Short exercise:
Report each line of the data below that contains the word "would". Case matters.

(Collection entries)
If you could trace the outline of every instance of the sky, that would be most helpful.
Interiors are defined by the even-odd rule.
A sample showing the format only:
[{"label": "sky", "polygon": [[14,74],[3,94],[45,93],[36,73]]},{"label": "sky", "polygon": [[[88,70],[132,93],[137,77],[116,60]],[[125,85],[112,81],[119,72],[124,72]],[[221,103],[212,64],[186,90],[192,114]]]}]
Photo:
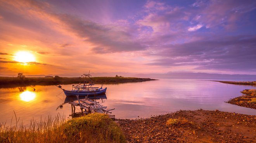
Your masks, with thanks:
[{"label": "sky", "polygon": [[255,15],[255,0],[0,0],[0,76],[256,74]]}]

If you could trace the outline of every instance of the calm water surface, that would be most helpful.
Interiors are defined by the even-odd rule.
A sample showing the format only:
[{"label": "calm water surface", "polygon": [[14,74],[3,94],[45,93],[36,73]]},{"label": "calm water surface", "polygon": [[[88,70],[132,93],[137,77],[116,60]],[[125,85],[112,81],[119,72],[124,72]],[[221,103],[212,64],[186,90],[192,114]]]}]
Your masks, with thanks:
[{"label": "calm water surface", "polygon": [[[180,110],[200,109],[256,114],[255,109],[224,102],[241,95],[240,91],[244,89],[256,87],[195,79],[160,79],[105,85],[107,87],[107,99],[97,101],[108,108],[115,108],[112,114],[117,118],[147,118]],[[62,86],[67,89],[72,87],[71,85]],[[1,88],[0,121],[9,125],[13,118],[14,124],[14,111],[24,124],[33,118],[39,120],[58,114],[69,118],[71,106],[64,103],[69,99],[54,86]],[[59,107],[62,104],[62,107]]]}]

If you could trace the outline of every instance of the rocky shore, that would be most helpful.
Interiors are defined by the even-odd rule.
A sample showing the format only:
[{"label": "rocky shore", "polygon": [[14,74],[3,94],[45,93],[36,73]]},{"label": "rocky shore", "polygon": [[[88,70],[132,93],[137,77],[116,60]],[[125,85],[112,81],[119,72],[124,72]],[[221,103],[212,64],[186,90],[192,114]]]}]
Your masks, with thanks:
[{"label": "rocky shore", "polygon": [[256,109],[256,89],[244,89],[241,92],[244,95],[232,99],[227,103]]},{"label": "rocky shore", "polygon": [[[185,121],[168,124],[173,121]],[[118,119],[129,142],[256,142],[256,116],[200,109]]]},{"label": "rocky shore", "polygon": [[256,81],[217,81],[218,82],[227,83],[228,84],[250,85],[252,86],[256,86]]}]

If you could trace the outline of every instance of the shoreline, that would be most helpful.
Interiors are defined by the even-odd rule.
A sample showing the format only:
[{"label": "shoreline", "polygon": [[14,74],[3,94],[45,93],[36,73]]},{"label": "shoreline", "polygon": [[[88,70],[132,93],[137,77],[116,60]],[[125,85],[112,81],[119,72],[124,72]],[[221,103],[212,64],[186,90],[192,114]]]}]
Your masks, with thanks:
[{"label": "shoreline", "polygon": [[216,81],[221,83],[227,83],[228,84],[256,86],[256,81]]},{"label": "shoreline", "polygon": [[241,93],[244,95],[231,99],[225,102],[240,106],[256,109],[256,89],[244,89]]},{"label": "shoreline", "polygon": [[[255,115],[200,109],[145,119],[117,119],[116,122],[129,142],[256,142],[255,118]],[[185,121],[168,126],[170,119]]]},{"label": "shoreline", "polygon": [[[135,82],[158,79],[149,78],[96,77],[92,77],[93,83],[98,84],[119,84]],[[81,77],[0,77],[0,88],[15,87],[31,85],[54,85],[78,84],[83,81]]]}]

---

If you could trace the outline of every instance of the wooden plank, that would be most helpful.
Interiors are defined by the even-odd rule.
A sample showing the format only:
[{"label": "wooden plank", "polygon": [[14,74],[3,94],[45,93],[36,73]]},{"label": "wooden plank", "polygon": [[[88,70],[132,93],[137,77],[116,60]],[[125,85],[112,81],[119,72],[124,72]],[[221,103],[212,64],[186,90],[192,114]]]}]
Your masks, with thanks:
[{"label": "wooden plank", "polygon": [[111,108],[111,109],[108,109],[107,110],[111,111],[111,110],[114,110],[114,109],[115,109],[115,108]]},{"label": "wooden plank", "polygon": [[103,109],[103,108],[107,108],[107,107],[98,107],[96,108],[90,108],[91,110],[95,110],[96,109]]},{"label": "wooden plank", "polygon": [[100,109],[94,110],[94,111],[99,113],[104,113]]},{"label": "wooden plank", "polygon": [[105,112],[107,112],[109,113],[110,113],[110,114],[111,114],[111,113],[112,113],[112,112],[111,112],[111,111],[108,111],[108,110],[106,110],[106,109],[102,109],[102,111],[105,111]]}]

In response:
If you could trace the outline of every instance of the sky, that would be most helpful.
If you could trace the outline of every instance of the calm water surface, that would be most helpful.
If you could trace the outline of every instance of the rocky shore, that would be most helpful.
If you could trace the outline of every instance of the shoreline, that would be most helpful.
If you could trace the outline of every instance of the wooden plank, that would be most helpful.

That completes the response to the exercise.